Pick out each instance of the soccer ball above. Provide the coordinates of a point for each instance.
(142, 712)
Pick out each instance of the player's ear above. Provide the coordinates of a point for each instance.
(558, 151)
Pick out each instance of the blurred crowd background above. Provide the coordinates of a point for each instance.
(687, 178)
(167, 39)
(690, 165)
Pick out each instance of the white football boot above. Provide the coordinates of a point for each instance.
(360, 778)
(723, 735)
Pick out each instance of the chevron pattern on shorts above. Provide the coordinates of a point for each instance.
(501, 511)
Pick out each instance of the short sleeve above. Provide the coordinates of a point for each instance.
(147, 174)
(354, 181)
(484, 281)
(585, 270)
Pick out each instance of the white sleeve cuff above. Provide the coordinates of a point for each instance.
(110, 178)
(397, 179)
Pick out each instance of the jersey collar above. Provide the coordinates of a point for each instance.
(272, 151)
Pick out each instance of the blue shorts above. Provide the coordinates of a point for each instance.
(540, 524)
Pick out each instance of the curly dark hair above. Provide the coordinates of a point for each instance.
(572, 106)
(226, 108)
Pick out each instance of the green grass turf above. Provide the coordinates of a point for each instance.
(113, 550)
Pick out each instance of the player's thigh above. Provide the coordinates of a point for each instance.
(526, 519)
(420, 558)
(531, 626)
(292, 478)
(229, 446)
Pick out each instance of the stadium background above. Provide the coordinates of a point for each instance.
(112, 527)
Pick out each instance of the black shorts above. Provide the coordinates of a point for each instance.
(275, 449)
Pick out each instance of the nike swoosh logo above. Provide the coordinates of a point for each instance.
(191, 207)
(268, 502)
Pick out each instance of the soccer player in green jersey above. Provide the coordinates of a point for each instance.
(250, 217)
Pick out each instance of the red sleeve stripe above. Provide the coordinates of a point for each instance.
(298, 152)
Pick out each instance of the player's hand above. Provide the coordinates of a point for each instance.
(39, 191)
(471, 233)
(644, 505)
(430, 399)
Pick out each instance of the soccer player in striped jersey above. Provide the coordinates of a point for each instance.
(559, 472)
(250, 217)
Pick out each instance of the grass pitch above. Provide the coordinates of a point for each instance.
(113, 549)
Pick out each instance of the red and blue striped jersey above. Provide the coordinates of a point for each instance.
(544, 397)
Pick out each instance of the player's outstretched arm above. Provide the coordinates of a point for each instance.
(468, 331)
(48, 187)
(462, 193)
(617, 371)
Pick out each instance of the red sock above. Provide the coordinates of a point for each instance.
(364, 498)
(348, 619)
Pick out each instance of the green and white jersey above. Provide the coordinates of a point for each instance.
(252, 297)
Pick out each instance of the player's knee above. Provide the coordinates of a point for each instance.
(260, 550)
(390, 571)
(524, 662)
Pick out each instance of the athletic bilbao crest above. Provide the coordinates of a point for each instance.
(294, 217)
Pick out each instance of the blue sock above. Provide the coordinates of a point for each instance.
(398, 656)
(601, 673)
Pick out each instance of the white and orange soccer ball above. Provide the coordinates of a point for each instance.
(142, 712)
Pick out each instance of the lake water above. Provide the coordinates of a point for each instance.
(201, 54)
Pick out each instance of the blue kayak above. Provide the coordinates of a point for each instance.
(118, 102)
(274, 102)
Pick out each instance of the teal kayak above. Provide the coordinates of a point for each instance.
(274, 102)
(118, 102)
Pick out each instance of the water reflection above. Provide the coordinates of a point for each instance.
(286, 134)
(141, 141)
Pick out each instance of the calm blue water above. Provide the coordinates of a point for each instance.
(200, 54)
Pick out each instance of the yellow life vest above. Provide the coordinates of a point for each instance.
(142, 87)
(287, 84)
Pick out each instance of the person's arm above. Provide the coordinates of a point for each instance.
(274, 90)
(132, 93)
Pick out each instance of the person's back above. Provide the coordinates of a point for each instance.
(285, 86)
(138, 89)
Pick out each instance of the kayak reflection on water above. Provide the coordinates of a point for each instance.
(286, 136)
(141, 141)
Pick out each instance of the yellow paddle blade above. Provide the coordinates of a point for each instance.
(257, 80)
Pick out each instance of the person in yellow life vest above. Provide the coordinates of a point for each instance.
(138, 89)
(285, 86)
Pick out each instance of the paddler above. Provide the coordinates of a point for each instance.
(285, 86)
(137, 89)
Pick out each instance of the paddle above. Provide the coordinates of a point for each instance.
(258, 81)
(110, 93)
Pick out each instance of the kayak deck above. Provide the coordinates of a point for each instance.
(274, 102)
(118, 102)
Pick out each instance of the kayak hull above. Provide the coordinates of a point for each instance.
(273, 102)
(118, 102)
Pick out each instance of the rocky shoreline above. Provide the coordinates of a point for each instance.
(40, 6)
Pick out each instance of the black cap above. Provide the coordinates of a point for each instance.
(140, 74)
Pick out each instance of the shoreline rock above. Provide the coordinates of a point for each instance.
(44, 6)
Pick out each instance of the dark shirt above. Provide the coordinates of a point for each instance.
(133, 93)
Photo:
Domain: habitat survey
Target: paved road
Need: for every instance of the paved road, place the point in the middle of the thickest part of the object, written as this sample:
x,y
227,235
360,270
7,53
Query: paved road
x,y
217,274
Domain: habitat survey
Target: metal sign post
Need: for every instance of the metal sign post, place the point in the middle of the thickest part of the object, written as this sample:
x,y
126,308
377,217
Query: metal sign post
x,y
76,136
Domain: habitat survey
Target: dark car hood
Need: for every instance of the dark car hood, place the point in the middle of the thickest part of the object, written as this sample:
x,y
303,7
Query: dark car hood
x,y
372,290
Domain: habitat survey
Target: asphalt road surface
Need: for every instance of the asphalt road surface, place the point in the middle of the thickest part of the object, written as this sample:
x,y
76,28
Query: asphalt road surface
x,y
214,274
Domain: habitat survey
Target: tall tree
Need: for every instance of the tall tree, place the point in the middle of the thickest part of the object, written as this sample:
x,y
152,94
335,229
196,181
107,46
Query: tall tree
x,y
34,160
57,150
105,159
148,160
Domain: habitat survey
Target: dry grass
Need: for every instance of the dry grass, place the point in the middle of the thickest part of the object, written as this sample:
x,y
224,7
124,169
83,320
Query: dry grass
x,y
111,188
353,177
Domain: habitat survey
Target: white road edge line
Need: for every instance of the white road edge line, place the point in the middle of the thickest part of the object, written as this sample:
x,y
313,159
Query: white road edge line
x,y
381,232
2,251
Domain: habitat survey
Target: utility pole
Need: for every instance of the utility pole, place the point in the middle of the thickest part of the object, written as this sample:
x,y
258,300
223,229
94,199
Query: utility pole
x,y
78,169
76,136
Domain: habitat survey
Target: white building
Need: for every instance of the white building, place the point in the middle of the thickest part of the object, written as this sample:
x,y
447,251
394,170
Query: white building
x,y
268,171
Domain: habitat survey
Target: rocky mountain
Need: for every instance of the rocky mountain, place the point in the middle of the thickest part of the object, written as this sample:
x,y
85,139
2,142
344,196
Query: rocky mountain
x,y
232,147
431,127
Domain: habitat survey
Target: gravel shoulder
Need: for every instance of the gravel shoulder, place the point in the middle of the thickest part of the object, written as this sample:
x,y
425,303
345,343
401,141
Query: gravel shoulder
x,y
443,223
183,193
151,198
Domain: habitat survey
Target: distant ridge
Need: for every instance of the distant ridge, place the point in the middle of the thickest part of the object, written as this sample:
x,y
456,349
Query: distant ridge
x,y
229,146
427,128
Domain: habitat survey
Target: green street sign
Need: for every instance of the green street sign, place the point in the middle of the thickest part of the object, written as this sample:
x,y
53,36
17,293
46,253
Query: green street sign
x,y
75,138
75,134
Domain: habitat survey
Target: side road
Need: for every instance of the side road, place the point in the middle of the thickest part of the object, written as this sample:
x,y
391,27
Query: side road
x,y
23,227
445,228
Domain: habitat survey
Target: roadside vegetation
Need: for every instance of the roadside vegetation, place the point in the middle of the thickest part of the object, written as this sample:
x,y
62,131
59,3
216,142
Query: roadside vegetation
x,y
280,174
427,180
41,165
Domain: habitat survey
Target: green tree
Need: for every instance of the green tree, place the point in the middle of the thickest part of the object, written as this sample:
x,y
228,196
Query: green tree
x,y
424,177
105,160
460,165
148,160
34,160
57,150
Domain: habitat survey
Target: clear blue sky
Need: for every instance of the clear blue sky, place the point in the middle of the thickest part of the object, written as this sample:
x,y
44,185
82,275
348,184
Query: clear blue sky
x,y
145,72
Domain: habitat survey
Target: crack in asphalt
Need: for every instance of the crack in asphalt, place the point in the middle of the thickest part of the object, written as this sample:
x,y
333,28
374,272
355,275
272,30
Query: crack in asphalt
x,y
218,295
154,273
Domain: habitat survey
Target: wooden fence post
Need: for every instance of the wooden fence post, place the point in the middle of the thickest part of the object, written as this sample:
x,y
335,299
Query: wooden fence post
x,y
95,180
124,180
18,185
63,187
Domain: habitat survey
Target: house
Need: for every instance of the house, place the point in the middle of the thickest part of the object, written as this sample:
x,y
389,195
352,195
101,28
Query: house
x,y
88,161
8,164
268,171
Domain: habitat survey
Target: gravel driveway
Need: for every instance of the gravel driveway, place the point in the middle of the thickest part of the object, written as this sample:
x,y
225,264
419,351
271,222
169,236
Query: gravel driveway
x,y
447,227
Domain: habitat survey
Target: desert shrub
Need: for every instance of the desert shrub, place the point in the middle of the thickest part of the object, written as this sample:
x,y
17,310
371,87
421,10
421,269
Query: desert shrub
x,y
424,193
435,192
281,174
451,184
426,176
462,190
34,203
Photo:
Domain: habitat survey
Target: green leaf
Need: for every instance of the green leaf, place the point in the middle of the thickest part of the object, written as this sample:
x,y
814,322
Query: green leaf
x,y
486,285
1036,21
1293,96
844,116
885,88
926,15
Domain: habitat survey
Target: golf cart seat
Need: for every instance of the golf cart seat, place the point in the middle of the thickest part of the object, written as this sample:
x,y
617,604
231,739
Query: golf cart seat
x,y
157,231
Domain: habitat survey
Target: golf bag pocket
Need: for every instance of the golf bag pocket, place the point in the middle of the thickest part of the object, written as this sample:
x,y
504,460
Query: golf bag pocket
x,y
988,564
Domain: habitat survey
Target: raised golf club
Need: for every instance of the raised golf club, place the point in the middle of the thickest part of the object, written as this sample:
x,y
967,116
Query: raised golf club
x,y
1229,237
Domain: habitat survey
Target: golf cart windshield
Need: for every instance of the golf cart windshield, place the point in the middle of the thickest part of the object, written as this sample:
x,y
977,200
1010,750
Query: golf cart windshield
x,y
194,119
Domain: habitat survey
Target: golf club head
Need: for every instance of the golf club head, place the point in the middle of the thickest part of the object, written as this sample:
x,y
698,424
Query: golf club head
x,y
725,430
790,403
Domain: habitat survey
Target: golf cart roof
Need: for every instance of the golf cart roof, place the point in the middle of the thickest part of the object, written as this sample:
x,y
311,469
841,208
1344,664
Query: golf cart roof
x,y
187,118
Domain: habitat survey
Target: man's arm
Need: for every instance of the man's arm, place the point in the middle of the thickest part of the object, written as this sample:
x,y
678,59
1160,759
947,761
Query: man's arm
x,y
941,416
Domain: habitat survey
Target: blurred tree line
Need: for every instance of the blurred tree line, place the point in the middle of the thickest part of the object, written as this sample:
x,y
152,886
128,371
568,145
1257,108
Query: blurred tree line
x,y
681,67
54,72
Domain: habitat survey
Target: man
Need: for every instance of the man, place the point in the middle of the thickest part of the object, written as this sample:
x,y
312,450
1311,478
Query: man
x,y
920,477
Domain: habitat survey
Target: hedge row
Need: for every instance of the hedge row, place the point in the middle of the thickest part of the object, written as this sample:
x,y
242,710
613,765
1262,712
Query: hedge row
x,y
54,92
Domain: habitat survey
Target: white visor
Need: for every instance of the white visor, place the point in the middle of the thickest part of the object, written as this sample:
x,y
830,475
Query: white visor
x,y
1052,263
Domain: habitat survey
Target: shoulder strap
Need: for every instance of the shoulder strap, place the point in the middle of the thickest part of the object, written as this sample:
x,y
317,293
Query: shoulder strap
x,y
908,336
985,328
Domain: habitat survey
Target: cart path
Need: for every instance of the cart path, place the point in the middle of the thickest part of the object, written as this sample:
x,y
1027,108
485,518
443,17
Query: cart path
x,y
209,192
+ + + + +
ACTIVITY
From the data above, reproduce word for word the lines running from the line with "Query: gravel driveway" to the line with "Target: raised golf club", ends included.

RESPONSE TO THIS TASK
Query: gravel driveway
x,y
447,227
Domain: habitat survey
Target: desert shrub
Need: for every instance of the desert shrub, place the point in the middle of the thickest part of the object, written as this sample:
x,y
17,310
371,87
421,10
421,269
Query: desert shrub
x,y
424,193
435,192
281,174
451,184
426,176
462,190
34,203
Photo:
Domain: habitat survey
Target: green leaf
Need: for every instance of the green leaf, place the point in the middle of the thickest part of the object, written as this sample:
x,y
814,322
Query: green leaf
x,y
486,285
1036,21
1293,96
844,116
885,88
926,15
Domain: habitat survey
Target: golf cart seat
Need: for every instance of the golf cart seat, place the point in the middle of the thickest part of the object, written as this sample:
x,y
617,604
231,739
Query: golf cart seat
x,y
157,231
Domain: habitat survey
Target: golf bag pocket
Need: for every instance of the golf bag pocket, place the point in the middle of the thickest part of the object, written as this sample:
x,y
504,460
Query: golf bag pocket
x,y
988,564
Domain: habitat survey
Target: raised golf club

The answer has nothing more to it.